Instruction: Please reproduce every line of the items below, from the start up to and including the line with "left=350, top=55, right=392, bottom=397", requests included. Scale each bounding-box coordinate in the answers by 2.6 and round to a whole number with halves going up, but leave the numbers in the requests and their sample outputs unchanged.

Material shown:
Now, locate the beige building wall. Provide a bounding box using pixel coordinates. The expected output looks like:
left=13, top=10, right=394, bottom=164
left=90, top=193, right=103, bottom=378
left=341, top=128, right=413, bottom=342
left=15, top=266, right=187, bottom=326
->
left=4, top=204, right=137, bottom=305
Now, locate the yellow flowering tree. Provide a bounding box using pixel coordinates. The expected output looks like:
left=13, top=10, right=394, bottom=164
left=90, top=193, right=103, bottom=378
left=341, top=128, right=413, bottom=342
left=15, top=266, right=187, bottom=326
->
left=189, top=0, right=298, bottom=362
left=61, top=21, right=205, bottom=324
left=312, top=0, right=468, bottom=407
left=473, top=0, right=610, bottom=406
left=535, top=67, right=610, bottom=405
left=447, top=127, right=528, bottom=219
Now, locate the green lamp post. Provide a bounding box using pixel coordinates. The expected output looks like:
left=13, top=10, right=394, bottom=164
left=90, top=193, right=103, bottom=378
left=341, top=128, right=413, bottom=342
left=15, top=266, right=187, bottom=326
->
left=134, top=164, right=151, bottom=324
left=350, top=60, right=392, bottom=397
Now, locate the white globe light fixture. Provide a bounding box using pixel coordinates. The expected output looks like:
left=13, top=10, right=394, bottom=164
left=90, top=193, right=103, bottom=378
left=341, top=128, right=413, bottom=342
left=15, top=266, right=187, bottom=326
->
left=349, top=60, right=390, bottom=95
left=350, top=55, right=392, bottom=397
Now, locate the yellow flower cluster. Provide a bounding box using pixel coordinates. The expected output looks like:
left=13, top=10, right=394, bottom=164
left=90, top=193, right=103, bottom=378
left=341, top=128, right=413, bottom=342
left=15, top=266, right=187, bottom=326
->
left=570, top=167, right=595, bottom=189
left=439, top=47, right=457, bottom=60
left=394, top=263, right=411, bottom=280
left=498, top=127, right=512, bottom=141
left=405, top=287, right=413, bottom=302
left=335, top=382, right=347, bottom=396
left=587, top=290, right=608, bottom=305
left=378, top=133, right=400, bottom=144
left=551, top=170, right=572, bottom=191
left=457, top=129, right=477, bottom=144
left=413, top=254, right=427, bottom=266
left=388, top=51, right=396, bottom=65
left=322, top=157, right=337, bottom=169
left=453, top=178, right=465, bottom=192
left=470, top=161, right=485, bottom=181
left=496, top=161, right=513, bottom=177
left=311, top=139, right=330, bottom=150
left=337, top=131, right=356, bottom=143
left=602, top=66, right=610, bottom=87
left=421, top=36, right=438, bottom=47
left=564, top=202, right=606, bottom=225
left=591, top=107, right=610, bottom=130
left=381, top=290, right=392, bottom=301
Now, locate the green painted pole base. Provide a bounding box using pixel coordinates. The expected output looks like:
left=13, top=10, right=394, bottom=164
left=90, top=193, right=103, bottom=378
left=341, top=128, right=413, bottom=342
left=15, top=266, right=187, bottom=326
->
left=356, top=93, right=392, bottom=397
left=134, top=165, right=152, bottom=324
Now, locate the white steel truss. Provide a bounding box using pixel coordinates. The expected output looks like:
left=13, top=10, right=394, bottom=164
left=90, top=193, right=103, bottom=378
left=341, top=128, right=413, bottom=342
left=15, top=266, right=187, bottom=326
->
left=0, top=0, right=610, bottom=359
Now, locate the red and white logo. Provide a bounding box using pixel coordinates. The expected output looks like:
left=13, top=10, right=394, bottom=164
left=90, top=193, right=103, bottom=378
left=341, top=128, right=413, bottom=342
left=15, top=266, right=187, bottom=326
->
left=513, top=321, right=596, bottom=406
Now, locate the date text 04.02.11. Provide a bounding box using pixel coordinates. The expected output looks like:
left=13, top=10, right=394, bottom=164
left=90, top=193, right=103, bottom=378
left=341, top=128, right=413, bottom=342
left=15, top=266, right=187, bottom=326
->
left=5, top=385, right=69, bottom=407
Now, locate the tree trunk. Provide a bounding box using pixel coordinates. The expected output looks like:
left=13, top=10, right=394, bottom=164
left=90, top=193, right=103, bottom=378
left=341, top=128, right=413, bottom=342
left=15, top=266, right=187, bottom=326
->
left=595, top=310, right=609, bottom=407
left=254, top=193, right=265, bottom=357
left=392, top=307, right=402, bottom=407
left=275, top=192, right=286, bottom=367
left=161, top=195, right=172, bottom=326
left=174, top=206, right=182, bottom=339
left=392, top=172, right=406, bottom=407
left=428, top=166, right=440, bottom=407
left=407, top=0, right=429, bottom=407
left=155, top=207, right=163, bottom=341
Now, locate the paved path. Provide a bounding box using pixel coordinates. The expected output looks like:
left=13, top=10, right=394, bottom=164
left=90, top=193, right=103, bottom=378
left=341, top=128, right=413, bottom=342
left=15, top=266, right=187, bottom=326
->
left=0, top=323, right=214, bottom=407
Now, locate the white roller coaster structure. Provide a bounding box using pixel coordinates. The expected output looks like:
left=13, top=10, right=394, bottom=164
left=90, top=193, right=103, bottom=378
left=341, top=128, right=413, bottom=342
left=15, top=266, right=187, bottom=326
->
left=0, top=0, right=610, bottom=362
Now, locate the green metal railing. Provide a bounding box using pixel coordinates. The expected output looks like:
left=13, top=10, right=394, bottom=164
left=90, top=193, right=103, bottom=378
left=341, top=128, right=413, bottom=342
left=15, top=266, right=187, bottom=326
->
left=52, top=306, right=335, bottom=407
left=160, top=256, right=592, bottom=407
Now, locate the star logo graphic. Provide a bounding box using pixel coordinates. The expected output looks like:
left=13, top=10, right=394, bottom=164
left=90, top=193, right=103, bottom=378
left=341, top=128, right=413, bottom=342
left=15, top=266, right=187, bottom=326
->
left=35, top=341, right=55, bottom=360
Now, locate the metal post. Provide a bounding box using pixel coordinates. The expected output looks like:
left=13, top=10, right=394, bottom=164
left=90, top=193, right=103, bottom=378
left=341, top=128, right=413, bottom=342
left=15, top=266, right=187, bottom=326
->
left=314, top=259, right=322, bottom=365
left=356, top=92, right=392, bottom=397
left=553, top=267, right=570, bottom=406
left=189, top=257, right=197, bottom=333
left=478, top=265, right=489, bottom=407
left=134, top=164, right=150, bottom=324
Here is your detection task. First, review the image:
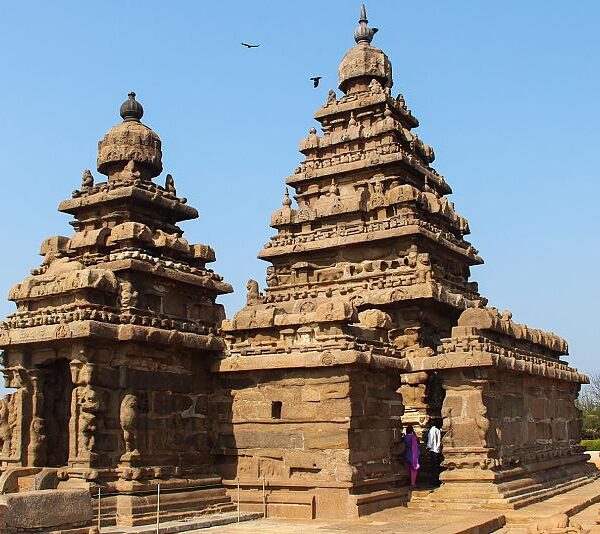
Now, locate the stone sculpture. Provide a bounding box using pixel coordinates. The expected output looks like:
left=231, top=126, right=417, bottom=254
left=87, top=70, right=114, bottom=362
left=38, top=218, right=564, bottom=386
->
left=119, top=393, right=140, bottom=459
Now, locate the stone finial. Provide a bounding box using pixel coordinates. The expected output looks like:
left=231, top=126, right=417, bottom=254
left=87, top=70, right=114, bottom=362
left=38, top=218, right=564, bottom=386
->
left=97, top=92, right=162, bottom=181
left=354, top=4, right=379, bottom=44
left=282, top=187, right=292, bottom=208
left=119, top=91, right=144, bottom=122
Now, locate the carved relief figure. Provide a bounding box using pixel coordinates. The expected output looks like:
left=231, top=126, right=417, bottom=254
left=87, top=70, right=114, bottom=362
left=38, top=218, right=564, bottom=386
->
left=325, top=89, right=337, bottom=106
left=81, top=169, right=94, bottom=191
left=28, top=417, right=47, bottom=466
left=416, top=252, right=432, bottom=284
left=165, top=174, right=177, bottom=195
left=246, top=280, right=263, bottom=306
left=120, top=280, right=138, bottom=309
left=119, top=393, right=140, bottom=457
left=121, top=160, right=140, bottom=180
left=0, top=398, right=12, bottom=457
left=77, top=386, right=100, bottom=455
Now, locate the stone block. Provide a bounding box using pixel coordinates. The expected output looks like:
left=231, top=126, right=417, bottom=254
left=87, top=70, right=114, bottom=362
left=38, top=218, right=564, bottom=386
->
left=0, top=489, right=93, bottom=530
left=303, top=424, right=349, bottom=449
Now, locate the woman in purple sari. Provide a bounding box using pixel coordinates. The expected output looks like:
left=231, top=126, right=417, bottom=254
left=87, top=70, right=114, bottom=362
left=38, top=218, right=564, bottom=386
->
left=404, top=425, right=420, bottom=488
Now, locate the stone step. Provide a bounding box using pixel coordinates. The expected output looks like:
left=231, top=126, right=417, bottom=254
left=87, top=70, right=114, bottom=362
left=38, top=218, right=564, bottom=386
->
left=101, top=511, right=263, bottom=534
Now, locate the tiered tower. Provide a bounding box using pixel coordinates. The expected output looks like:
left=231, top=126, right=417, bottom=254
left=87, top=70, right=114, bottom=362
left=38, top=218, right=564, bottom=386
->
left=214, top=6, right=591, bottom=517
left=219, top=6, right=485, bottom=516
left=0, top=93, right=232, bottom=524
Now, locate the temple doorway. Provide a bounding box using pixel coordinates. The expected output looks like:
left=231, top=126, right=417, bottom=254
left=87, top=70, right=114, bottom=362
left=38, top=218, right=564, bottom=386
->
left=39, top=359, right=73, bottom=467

Correct result:
Now, locate the beige building wall. Provide a bounding box using pixel coordinates. The expected output looks like:
left=13, top=10, right=394, bottom=164
left=90, top=193, right=103, bottom=378
left=341, top=128, right=413, bottom=342
left=15, top=266, right=187, bottom=326
->
left=10, top=530, right=356, bottom=793
Now, locate the yellow flowering tree. Provide a bounding box using pixel coordinates. The expected output looks like:
left=13, top=10, right=394, bottom=164
left=90, top=193, right=103, bottom=378
left=341, top=128, right=413, bottom=342
left=15, top=266, right=187, bottom=326
->
left=491, top=0, right=775, bottom=941
left=159, top=55, right=533, bottom=842
left=811, top=0, right=1217, bottom=1058
left=1230, top=0, right=1586, bottom=1056
left=1391, top=174, right=1586, bottom=1053
left=1162, top=330, right=1373, bottom=569
Now, locate the green lamp post. Provide a bounding box using pixel coordinates. The expected output looks like:
left=13, top=10, right=394, bottom=164
left=90, top=193, right=103, bottom=378
left=341, top=128, right=413, bottom=342
left=15, top=266, right=187, bottom=326
->
left=348, top=426, right=393, bottom=842
left=910, top=156, right=1019, bottom=1032
Now, locate the white globe light fixture. Provide a bounding box using pixel coordinates. The expected output looks like:
left=13, top=10, right=394, bottom=164
left=90, top=193, right=103, bottom=378
left=341, top=128, right=413, bottom=342
left=15, top=266, right=187, bottom=326
->
left=907, top=156, right=1014, bottom=247
left=910, top=143, right=1019, bottom=1032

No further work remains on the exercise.